▶ _Set exercise_: Copy out every line exactly as given.

▶ _Provided data_:
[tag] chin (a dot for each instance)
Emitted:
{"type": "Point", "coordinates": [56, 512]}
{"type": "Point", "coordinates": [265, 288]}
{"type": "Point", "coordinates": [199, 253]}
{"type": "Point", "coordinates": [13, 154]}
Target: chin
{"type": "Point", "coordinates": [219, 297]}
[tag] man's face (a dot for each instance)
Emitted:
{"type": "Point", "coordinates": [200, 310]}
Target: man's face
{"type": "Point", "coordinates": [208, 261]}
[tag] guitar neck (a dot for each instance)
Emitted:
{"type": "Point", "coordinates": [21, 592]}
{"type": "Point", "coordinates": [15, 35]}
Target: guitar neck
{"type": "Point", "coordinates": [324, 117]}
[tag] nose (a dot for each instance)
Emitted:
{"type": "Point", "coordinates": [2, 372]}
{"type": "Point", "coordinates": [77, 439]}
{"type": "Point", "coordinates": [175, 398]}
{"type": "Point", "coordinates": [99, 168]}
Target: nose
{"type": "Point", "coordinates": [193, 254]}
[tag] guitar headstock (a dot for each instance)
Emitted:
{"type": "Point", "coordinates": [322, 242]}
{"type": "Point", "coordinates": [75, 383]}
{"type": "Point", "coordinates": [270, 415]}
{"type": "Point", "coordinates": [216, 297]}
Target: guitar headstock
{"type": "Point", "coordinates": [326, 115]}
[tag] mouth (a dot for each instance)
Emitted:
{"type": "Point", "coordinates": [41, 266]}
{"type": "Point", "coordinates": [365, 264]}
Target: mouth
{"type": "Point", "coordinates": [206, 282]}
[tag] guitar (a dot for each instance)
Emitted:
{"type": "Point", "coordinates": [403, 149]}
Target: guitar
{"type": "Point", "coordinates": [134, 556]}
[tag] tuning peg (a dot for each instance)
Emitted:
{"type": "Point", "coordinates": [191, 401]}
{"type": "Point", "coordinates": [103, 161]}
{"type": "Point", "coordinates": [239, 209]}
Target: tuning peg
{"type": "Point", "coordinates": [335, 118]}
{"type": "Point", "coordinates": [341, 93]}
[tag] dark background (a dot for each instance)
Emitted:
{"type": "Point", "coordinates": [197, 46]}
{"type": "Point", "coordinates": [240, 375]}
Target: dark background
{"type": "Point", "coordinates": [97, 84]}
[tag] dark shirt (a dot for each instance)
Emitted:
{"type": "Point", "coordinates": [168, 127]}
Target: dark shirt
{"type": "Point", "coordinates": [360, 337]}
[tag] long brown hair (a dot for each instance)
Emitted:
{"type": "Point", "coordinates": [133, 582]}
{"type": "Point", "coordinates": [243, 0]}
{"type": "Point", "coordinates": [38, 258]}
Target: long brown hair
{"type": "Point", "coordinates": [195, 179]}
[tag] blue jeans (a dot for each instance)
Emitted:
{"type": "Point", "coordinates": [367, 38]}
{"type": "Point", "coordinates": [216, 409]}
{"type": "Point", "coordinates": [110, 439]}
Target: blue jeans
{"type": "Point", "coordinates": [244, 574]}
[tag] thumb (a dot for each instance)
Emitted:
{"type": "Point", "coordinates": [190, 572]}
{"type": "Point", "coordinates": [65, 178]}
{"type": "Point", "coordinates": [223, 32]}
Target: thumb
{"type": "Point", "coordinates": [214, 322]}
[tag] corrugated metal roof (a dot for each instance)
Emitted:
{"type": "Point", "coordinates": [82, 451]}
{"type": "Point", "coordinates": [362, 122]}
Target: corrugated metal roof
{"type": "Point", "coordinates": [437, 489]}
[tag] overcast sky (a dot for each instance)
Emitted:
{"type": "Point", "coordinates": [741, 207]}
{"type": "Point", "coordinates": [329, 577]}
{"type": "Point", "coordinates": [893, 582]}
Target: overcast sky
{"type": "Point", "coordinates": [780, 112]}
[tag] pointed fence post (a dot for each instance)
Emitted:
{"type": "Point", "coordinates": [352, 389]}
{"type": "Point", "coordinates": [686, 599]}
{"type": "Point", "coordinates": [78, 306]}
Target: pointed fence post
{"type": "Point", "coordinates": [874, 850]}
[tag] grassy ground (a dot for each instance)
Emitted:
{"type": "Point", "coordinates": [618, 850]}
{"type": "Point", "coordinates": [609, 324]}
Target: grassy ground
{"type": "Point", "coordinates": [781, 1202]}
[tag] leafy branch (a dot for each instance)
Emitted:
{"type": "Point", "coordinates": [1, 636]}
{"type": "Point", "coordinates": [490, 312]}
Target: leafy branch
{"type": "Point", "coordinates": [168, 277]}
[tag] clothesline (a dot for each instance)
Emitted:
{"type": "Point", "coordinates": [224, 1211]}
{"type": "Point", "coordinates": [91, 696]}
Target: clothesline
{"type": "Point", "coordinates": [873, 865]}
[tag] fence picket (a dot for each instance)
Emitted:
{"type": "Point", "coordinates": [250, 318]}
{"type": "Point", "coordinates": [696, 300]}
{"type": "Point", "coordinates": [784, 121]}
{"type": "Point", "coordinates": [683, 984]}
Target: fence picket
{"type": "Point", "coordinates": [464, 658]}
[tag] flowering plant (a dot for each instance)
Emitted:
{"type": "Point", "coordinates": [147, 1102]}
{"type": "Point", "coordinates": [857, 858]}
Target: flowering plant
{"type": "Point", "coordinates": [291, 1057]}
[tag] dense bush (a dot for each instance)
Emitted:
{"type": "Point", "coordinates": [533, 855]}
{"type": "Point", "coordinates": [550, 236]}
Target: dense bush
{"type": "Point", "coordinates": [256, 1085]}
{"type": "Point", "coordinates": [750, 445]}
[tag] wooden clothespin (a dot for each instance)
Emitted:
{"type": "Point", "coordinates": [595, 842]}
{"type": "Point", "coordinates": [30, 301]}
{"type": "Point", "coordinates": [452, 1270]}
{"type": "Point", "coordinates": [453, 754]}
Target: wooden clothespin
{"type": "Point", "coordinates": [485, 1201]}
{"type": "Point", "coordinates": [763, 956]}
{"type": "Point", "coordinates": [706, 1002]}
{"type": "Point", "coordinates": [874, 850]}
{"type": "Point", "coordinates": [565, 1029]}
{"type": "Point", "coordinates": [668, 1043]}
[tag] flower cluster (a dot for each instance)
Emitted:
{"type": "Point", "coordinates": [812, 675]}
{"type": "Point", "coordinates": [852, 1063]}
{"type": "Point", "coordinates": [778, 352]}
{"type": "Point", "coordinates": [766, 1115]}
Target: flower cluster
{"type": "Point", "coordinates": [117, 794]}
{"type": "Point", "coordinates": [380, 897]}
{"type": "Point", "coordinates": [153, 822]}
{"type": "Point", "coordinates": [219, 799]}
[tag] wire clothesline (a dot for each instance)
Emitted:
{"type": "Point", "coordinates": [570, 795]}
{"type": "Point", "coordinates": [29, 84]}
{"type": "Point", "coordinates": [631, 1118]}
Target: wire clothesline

▶ _Response to this exercise_:
[tag] chin (a dot for each instance)
Emitted:
{"type": "Point", "coordinates": [56, 512]}
{"type": "Point", "coordinates": [265, 288]}
{"type": "Point", "coordinates": [199, 253]}
{"type": "Point", "coordinates": [13, 154]}
Target: chin
{"type": "Point", "coordinates": [219, 297]}
[tag] man's face (a dot for each instance)
Emitted:
{"type": "Point", "coordinates": [200, 310]}
Target: man's face
{"type": "Point", "coordinates": [208, 261]}
[tag] guitar neck (a dot for each instance)
Emitted:
{"type": "Point", "coordinates": [21, 592]}
{"type": "Point", "coordinates": [15, 35]}
Target: guitar neck
{"type": "Point", "coordinates": [324, 117]}
[tag] nose (a dot for each instance)
Emitted:
{"type": "Point", "coordinates": [2, 372]}
{"type": "Point", "coordinates": [77, 439]}
{"type": "Point", "coordinates": [175, 398]}
{"type": "Point", "coordinates": [99, 168]}
Target: nose
{"type": "Point", "coordinates": [193, 254]}
[tag] guitar headstock (a dot for each instance)
Emitted:
{"type": "Point", "coordinates": [322, 242]}
{"type": "Point", "coordinates": [75, 383]}
{"type": "Point", "coordinates": [270, 415]}
{"type": "Point", "coordinates": [216, 297]}
Target: guitar headstock
{"type": "Point", "coordinates": [326, 115]}
[tag] mouth (a dot for each instance)
Emitted:
{"type": "Point", "coordinates": [41, 266]}
{"type": "Point", "coordinates": [365, 264]}
Target: mouth
{"type": "Point", "coordinates": [206, 282]}
[tag] guitar (a dot for each instance)
Emitted:
{"type": "Point", "coordinates": [403, 149]}
Target: guitar
{"type": "Point", "coordinates": [134, 556]}
[tag] tuning peg (a dot for each instance)
Emitted:
{"type": "Point", "coordinates": [191, 401]}
{"type": "Point", "coordinates": [103, 161]}
{"type": "Point", "coordinates": [239, 209]}
Target: tuning peg
{"type": "Point", "coordinates": [335, 118]}
{"type": "Point", "coordinates": [341, 93]}
[tag] dark background (a dot for each instance)
Emitted:
{"type": "Point", "coordinates": [197, 46]}
{"type": "Point", "coordinates": [240, 375]}
Target: dark background
{"type": "Point", "coordinates": [97, 84]}
[tag] dark shirt (a dot for each instance)
Emitted:
{"type": "Point", "coordinates": [168, 127]}
Target: dark shirt
{"type": "Point", "coordinates": [360, 337]}
[tag] long brown hair (a dot for each instance)
Emitted:
{"type": "Point", "coordinates": [133, 582]}
{"type": "Point", "coordinates": [243, 0]}
{"type": "Point", "coordinates": [38, 258]}
Target: long brown hair
{"type": "Point", "coordinates": [195, 179]}
[tag] blue jeans (a dot for each instance)
Emitted:
{"type": "Point", "coordinates": [367, 38]}
{"type": "Point", "coordinates": [216, 409]}
{"type": "Point", "coordinates": [110, 439]}
Target: blue jeans
{"type": "Point", "coordinates": [244, 574]}
[tag] thumb (a dot for each instance)
Emitted:
{"type": "Point", "coordinates": [190, 572]}
{"type": "Point", "coordinates": [65, 178]}
{"type": "Point", "coordinates": [223, 32]}
Target: thumb
{"type": "Point", "coordinates": [214, 322]}
[tag] corrugated metal roof (a dot for each instance)
Emitted:
{"type": "Point", "coordinates": [82, 451]}
{"type": "Point", "coordinates": [362, 122]}
Target: corrugated metal roof
{"type": "Point", "coordinates": [437, 489]}
[tag] overcast sky (a dot for each instance)
Emitted:
{"type": "Point", "coordinates": [741, 207]}
{"type": "Point", "coordinates": [329, 577]}
{"type": "Point", "coordinates": [893, 582]}
Target: overcast sky
{"type": "Point", "coordinates": [780, 112]}
[tag] pointed fence post (a dot for each instance)
Emitted:
{"type": "Point", "coordinates": [352, 389]}
{"type": "Point", "coordinates": [686, 599]}
{"type": "Point", "coordinates": [78, 306]}
Target: pointed fence post
{"type": "Point", "coordinates": [874, 850]}
[tag] grassy ground (a dot for each instance)
Emitted:
{"type": "Point", "coordinates": [618, 850]}
{"type": "Point", "coordinates": [609, 324]}
Target: grassy ground
{"type": "Point", "coordinates": [781, 1202]}
[tag] leafy branch (a dot for each instance)
Emitted:
{"type": "Point", "coordinates": [1, 636]}
{"type": "Point", "coordinates": [490, 312]}
Target: leafy branch
{"type": "Point", "coordinates": [168, 277]}
[tag] clothesline (a dot for each instance)
Emitted:
{"type": "Point", "coordinates": [224, 1211]}
{"type": "Point", "coordinates": [91, 696]}
Target: clothesline
{"type": "Point", "coordinates": [873, 865]}
[tag] fence picket (a dot for each instance)
Emitted:
{"type": "Point", "coordinates": [250, 318]}
{"type": "Point", "coordinates": [696, 300]}
{"type": "Point", "coordinates": [784, 121]}
{"type": "Point", "coordinates": [683, 984]}
Target: fence picket
{"type": "Point", "coordinates": [464, 658]}
[tag] flowering plant (a dot for each instance)
Emitted:
{"type": "Point", "coordinates": [147, 1102]}
{"type": "Point", "coordinates": [857, 858]}
Target: flowering plant
{"type": "Point", "coordinates": [291, 1057]}
[tag] dense bush (a dot for each instance)
Emitted:
{"type": "Point", "coordinates": [533, 855]}
{"type": "Point", "coordinates": [550, 236]}
Target: dense bush
{"type": "Point", "coordinates": [256, 1085]}
{"type": "Point", "coordinates": [750, 445]}
[tag] wooden clothespin (a dot for each instance)
Emitted:
{"type": "Point", "coordinates": [595, 842]}
{"type": "Point", "coordinates": [30, 301]}
{"type": "Point", "coordinates": [452, 1270]}
{"type": "Point", "coordinates": [453, 754]}
Target: wooden clothespin
{"type": "Point", "coordinates": [485, 1201]}
{"type": "Point", "coordinates": [763, 956]}
{"type": "Point", "coordinates": [706, 1002]}
{"type": "Point", "coordinates": [874, 850]}
{"type": "Point", "coordinates": [565, 1029]}
{"type": "Point", "coordinates": [668, 1043]}
[tag] flower cluster (a dot for each instance)
Emitted:
{"type": "Point", "coordinates": [812, 675]}
{"type": "Point", "coordinates": [852, 1063]}
{"type": "Point", "coordinates": [778, 352]}
{"type": "Point", "coordinates": [766, 1115]}
Target: flower cluster
{"type": "Point", "coordinates": [117, 794]}
{"type": "Point", "coordinates": [380, 897]}
{"type": "Point", "coordinates": [153, 822]}
{"type": "Point", "coordinates": [219, 799]}
[tag] wire clothesline (a dot for each instance)
Emitted:
{"type": "Point", "coordinates": [570, 795]}
{"type": "Point", "coordinates": [29, 84]}
{"type": "Point", "coordinates": [631, 1118]}
Target: wire clothesline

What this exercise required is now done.